▶ _TEXT SHOWN_
Typical assays to detect changes in protein concentration, phosphorylation, or localization include ELISA (El-Saghire et al. 2013; Partridge et al. 2010; Siva et al. 2014), Western Blot (Chai et al. 2013b; Ha et al. 2010), electrophoretic mobility shift assay or EMSA (Haase et al. 2003), or immunostaining (Chai et al. 2013b; Wang et al. 2015). Immunostaining can also detect infiltration of immune cells, a marker for inflammation (Ebrahimian et al. 2018; Monceau et al. 2013; Moravan et al. 2011). Changes in gene transcription are detected using PCR (Azimzadeh et al. 2011; Bouchet et al. 2013; Moravan et al. 2011; Snijders et al. 2012; Wang et al. 2014b). Other methods include histopathological examination of tissue for indicators of inflammation (Haddadi et al. 2017), or measurements of leukocyte adhesion (Arenas et al. 2006; Rodel et al. 2008).
EPA’s ToxCast has a range of assays measuring inflammation-related outcomes (Houck et al. 2009). All of these assays stimulate cells with inflammatory stimuli in addition to the test reagent, so it is possible (though not so reported) that these are more sensitive to reduction than induction of inflammatory pathways.

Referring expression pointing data
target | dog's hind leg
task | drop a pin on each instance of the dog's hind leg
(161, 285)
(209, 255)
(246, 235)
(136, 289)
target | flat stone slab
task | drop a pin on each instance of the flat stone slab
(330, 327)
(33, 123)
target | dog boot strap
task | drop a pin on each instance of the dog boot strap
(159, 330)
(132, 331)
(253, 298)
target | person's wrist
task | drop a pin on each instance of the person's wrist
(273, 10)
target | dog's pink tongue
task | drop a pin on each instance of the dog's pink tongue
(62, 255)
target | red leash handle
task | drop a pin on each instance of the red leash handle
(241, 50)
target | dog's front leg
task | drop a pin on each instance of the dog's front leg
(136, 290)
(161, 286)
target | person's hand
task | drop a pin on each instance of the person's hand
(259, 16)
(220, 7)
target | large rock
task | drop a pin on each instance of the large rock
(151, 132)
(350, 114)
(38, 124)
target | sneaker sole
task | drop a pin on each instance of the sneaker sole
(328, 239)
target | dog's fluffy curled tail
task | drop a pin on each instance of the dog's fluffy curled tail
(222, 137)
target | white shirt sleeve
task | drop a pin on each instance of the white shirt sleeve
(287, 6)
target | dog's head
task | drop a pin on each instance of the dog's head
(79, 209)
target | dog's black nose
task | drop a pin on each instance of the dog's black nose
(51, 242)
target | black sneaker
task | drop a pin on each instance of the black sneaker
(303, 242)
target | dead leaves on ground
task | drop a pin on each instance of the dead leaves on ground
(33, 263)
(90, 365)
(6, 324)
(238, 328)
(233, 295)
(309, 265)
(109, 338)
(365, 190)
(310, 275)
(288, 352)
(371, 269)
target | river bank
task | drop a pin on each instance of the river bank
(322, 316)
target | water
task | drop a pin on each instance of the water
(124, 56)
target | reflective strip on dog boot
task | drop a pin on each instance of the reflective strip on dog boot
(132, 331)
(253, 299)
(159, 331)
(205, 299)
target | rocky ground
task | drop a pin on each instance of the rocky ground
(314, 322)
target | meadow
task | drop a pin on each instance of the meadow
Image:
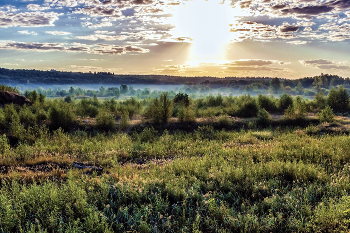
(176, 164)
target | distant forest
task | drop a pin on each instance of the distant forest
(53, 77)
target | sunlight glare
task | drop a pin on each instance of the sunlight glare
(207, 23)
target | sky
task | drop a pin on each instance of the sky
(261, 38)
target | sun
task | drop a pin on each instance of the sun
(207, 23)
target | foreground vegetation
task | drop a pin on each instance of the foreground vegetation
(216, 164)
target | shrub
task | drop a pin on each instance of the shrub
(2, 118)
(338, 99)
(41, 116)
(247, 107)
(88, 108)
(148, 135)
(26, 116)
(160, 109)
(264, 117)
(62, 116)
(205, 132)
(224, 121)
(185, 114)
(4, 144)
(124, 121)
(105, 121)
(182, 98)
(68, 99)
(10, 111)
(326, 115)
(284, 102)
(268, 103)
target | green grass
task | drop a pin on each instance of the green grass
(219, 175)
(248, 181)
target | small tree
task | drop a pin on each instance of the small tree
(105, 120)
(62, 116)
(166, 107)
(338, 99)
(275, 85)
(264, 118)
(285, 101)
(124, 121)
(326, 115)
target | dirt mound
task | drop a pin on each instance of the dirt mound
(41, 167)
(13, 98)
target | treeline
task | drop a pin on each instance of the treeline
(53, 77)
(69, 113)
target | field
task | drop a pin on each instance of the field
(213, 164)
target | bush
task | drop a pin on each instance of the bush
(105, 121)
(338, 99)
(326, 115)
(61, 116)
(26, 116)
(268, 103)
(124, 121)
(264, 118)
(247, 107)
(284, 102)
(10, 111)
(182, 98)
(160, 109)
(224, 121)
(41, 116)
(2, 118)
(185, 114)
(148, 135)
(4, 144)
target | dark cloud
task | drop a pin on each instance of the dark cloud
(28, 19)
(324, 64)
(308, 10)
(75, 47)
(245, 4)
(316, 62)
(252, 62)
(252, 68)
(333, 67)
(278, 7)
(99, 11)
(342, 4)
(111, 50)
(289, 28)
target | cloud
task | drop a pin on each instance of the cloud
(289, 28)
(59, 33)
(297, 42)
(97, 11)
(308, 10)
(36, 7)
(324, 64)
(28, 19)
(253, 62)
(113, 49)
(62, 3)
(26, 32)
(74, 47)
(101, 37)
(99, 25)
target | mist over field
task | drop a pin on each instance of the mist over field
(201, 116)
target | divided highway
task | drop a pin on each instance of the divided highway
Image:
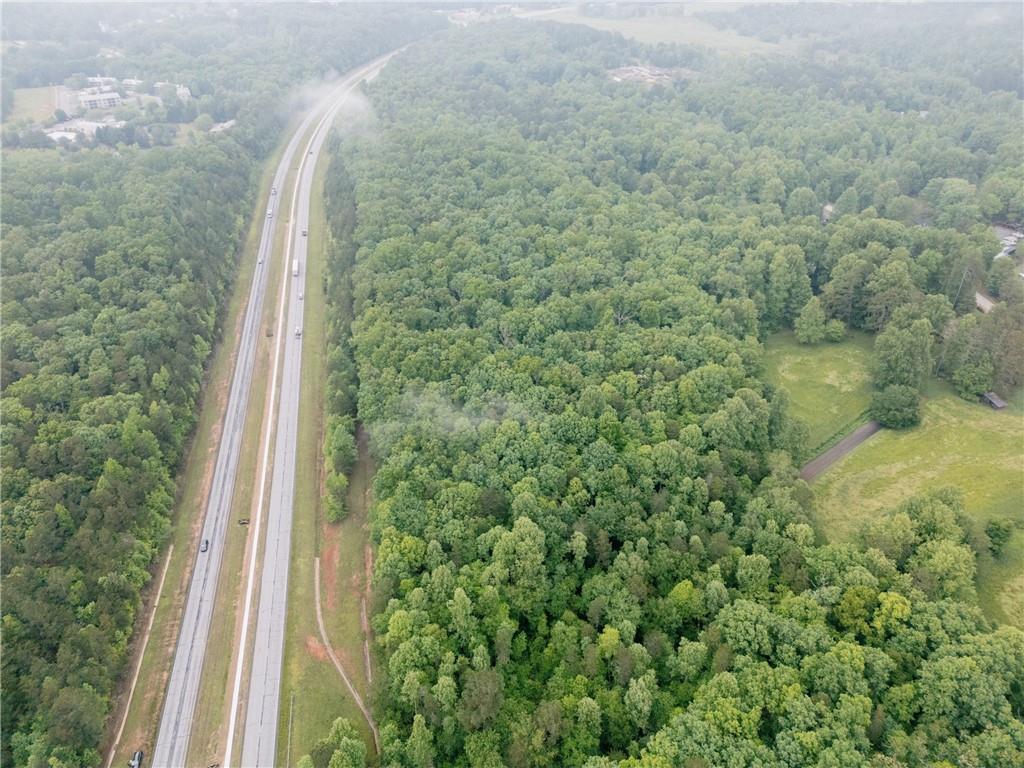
(260, 737)
(183, 686)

▶ _TASK DIRECTIONS_
In the passage on inflammation assays, list every assay that the text names for detecting changes in protein concentration, phosphorylation, or localization.

▶ _TASK RESPONSE_
ELISA
Western Blot
Electrophoretic mobility shift assay (EMSA)
Immunostaining